Box annotations for photos
........

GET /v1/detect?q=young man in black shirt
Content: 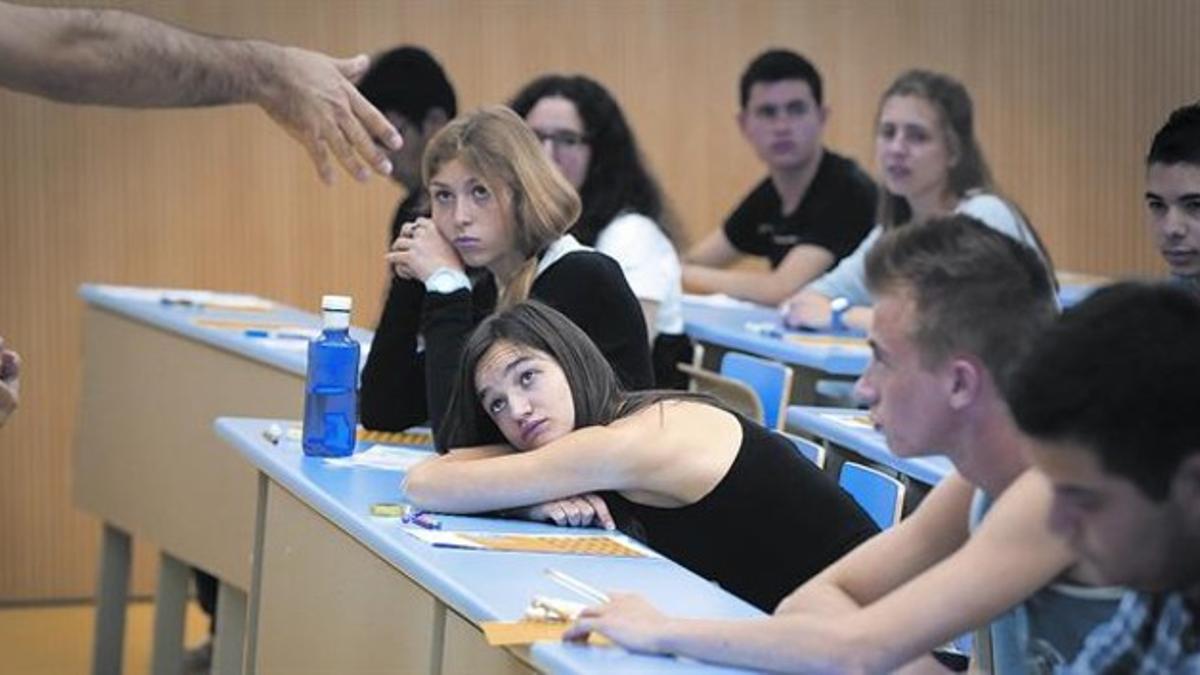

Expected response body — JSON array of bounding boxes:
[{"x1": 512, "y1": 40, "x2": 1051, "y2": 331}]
[
  {"x1": 686, "y1": 49, "x2": 876, "y2": 305},
  {"x1": 359, "y1": 47, "x2": 458, "y2": 239}
]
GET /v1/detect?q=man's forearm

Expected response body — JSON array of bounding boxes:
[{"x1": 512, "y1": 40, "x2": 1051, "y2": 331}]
[
  {"x1": 17, "y1": 10, "x2": 276, "y2": 107},
  {"x1": 658, "y1": 615, "x2": 876, "y2": 673}
]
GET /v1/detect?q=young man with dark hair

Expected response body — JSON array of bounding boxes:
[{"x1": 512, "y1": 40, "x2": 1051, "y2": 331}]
[
  {"x1": 686, "y1": 49, "x2": 876, "y2": 305},
  {"x1": 571, "y1": 215, "x2": 1117, "y2": 674},
  {"x1": 359, "y1": 46, "x2": 458, "y2": 239},
  {"x1": 1008, "y1": 281, "x2": 1200, "y2": 674},
  {"x1": 1146, "y1": 103, "x2": 1200, "y2": 295},
  {"x1": 359, "y1": 47, "x2": 458, "y2": 430}
]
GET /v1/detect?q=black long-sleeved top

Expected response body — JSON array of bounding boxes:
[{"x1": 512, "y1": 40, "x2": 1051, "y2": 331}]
[{"x1": 360, "y1": 250, "x2": 654, "y2": 431}]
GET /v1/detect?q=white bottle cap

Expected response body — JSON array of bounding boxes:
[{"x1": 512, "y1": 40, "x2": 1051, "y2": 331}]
[{"x1": 320, "y1": 295, "x2": 354, "y2": 312}]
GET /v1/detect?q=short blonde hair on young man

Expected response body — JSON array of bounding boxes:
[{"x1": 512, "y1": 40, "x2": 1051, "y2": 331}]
[{"x1": 421, "y1": 106, "x2": 581, "y2": 307}]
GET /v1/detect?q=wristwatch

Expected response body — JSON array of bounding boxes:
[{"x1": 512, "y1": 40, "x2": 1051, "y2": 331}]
[
  {"x1": 829, "y1": 297, "x2": 850, "y2": 333},
  {"x1": 425, "y1": 267, "x2": 470, "y2": 295}
]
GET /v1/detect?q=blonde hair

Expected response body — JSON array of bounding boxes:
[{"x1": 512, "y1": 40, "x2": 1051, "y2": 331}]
[{"x1": 421, "y1": 106, "x2": 580, "y2": 309}]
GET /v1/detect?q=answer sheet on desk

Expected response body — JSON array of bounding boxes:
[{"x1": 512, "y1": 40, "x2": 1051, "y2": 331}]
[{"x1": 325, "y1": 444, "x2": 433, "y2": 471}]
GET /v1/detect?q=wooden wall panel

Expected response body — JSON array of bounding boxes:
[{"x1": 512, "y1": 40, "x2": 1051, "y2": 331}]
[{"x1": 0, "y1": 0, "x2": 1200, "y2": 602}]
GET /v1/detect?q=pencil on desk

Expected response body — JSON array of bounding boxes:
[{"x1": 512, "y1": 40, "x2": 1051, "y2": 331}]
[{"x1": 546, "y1": 567, "x2": 608, "y2": 603}]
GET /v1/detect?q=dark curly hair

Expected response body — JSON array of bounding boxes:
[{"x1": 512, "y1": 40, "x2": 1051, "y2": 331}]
[{"x1": 509, "y1": 74, "x2": 676, "y2": 246}]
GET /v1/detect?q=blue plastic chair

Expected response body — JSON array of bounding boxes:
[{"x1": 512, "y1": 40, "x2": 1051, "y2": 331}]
[
  {"x1": 779, "y1": 431, "x2": 826, "y2": 470},
  {"x1": 838, "y1": 461, "x2": 905, "y2": 530},
  {"x1": 721, "y1": 352, "x2": 792, "y2": 429}
]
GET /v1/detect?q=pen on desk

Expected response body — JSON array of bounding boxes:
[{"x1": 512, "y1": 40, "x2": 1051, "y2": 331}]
[
  {"x1": 242, "y1": 328, "x2": 310, "y2": 340},
  {"x1": 401, "y1": 509, "x2": 442, "y2": 530},
  {"x1": 546, "y1": 567, "x2": 608, "y2": 603}
]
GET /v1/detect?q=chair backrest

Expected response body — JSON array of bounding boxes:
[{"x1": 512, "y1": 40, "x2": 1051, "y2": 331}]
[
  {"x1": 779, "y1": 431, "x2": 824, "y2": 468},
  {"x1": 676, "y1": 363, "x2": 762, "y2": 424},
  {"x1": 838, "y1": 461, "x2": 905, "y2": 530},
  {"x1": 721, "y1": 352, "x2": 792, "y2": 429}
]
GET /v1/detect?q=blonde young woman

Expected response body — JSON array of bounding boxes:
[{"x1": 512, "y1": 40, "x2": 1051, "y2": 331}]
[
  {"x1": 784, "y1": 70, "x2": 1052, "y2": 330},
  {"x1": 361, "y1": 106, "x2": 653, "y2": 430}
]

........

Task to carry out ::
Send back exactly the lines from the line with "GET /v1/detect?q=wristwatch" through the end of the records.

Exercise response ::
GET /v1/detect?q=wristwatch

Expected response body — JSON array of bounding boxes:
[{"x1": 512, "y1": 40, "x2": 1051, "y2": 331}]
[
  {"x1": 829, "y1": 297, "x2": 850, "y2": 333},
  {"x1": 425, "y1": 267, "x2": 470, "y2": 295}
]
GET /v1/detect?q=blonde hair

Expected response body — JSON array of bounding boxes:
[{"x1": 512, "y1": 40, "x2": 1051, "y2": 331}]
[{"x1": 421, "y1": 106, "x2": 580, "y2": 309}]
GET /v1/detect?q=answer sheet on desk

Expected response body — JSON array of bounding boxes:
[{"x1": 512, "y1": 40, "x2": 1051, "y2": 331}]
[{"x1": 325, "y1": 444, "x2": 433, "y2": 471}]
GET /v1/detect?q=wooden wall panel

Expected response body — JSON array of bounding boxes:
[{"x1": 512, "y1": 40, "x2": 1051, "y2": 331}]
[{"x1": 0, "y1": 0, "x2": 1200, "y2": 602}]
GET /v1/detect?q=pencil on desk

Expected response body — JSON array of bounding boxes:
[{"x1": 512, "y1": 40, "x2": 1051, "y2": 331}]
[{"x1": 546, "y1": 567, "x2": 608, "y2": 603}]
GET /v1/detect?q=dark curly hair

Expected response body — JSON array of bounding boxes:
[{"x1": 512, "y1": 40, "x2": 1051, "y2": 331}]
[{"x1": 509, "y1": 74, "x2": 676, "y2": 246}]
GET /v1/detect?q=blue plastic chair

Expected response body — JSON array of bounding boxes:
[{"x1": 512, "y1": 40, "x2": 1051, "y2": 331}]
[
  {"x1": 779, "y1": 431, "x2": 826, "y2": 470},
  {"x1": 838, "y1": 461, "x2": 905, "y2": 530},
  {"x1": 721, "y1": 352, "x2": 792, "y2": 429}
]
GET /v1/detect?q=pen on desk

Expected response body — JSON array of bounding boxes:
[{"x1": 512, "y1": 40, "x2": 1051, "y2": 331}]
[
  {"x1": 242, "y1": 328, "x2": 310, "y2": 340},
  {"x1": 401, "y1": 509, "x2": 442, "y2": 530},
  {"x1": 546, "y1": 567, "x2": 608, "y2": 603}
]
GET /v1/detect?q=chair backrest

Expected response body — JSON array of bounding boxes:
[{"x1": 512, "y1": 40, "x2": 1051, "y2": 331}]
[
  {"x1": 779, "y1": 431, "x2": 824, "y2": 468},
  {"x1": 676, "y1": 363, "x2": 762, "y2": 424},
  {"x1": 838, "y1": 461, "x2": 905, "y2": 530},
  {"x1": 721, "y1": 352, "x2": 792, "y2": 429}
]
GET /v1/detect?q=blonde young woman

Expected response body — JSON array of bounding boxes:
[{"x1": 512, "y1": 40, "x2": 1051, "y2": 331}]
[
  {"x1": 784, "y1": 70, "x2": 1052, "y2": 330},
  {"x1": 361, "y1": 106, "x2": 653, "y2": 430}
]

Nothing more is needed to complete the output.